Please transcribe the data that follows, keeping every line exact.

[Material provided]

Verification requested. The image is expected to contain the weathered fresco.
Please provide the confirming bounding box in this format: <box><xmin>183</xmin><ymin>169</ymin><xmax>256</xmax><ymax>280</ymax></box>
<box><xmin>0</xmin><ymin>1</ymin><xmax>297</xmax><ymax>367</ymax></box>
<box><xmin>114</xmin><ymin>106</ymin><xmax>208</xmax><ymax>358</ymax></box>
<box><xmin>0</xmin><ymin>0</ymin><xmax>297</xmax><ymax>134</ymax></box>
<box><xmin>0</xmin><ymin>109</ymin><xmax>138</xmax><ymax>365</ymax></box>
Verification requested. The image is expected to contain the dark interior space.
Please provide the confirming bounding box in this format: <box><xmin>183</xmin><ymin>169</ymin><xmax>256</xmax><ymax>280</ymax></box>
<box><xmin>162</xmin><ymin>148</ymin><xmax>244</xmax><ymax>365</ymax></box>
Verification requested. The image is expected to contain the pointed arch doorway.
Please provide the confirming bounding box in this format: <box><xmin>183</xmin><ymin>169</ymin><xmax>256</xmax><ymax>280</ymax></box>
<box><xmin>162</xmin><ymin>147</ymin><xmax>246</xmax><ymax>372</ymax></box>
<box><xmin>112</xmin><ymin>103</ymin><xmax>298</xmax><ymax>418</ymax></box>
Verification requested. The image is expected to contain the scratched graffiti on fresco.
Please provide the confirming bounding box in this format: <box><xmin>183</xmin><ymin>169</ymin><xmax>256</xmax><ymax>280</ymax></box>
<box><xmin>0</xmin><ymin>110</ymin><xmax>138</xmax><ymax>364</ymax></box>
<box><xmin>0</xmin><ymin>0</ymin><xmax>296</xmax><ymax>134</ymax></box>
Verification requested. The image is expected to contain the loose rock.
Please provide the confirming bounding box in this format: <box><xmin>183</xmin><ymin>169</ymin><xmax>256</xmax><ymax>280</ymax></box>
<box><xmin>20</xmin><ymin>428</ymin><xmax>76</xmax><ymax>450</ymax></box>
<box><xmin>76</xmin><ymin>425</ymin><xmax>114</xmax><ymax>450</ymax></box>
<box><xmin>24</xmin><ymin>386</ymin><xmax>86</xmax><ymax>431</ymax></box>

[/Material provided]

=== Answer to the problem ===
Verification requested. The image is expected to contain the weathered fresco.
Please provide the confirming bounding box in this format: <box><xmin>183</xmin><ymin>169</ymin><xmax>256</xmax><ymax>280</ymax></box>
<box><xmin>0</xmin><ymin>1</ymin><xmax>297</xmax><ymax>367</ymax></box>
<box><xmin>114</xmin><ymin>106</ymin><xmax>208</xmax><ymax>358</ymax></box>
<box><xmin>0</xmin><ymin>0</ymin><xmax>297</xmax><ymax>134</ymax></box>
<box><xmin>0</xmin><ymin>109</ymin><xmax>138</xmax><ymax>365</ymax></box>
Verification requested. The image is expected to contain the dark interior space.
Please provide the confirming bounding box in this format: <box><xmin>183</xmin><ymin>169</ymin><xmax>256</xmax><ymax>280</ymax></box>
<box><xmin>162</xmin><ymin>148</ymin><xmax>244</xmax><ymax>365</ymax></box>
Verification requested. The image is expected to contain the pointed arch doorway.
Please provide the confirming bounding box in this format: <box><xmin>183</xmin><ymin>169</ymin><xmax>256</xmax><ymax>280</ymax></box>
<box><xmin>162</xmin><ymin>147</ymin><xmax>246</xmax><ymax>372</ymax></box>
<box><xmin>112</xmin><ymin>103</ymin><xmax>298</xmax><ymax>418</ymax></box>
Verification requested. The image is expected to contain the scratched graffiti on fresco.
Please provide the confirming bounding box in this format: <box><xmin>183</xmin><ymin>169</ymin><xmax>256</xmax><ymax>280</ymax></box>
<box><xmin>0</xmin><ymin>110</ymin><xmax>138</xmax><ymax>364</ymax></box>
<box><xmin>0</xmin><ymin>0</ymin><xmax>296</xmax><ymax>134</ymax></box>
Verification requested. The image is expected to contain the loose rock.
Please provide the confirming bounding box in this format: <box><xmin>183</xmin><ymin>169</ymin><xmax>256</xmax><ymax>280</ymax></box>
<box><xmin>20</xmin><ymin>428</ymin><xmax>76</xmax><ymax>450</ymax></box>
<box><xmin>76</xmin><ymin>425</ymin><xmax>114</xmax><ymax>450</ymax></box>
<box><xmin>24</xmin><ymin>386</ymin><xmax>86</xmax><ymax>431</ymax></box>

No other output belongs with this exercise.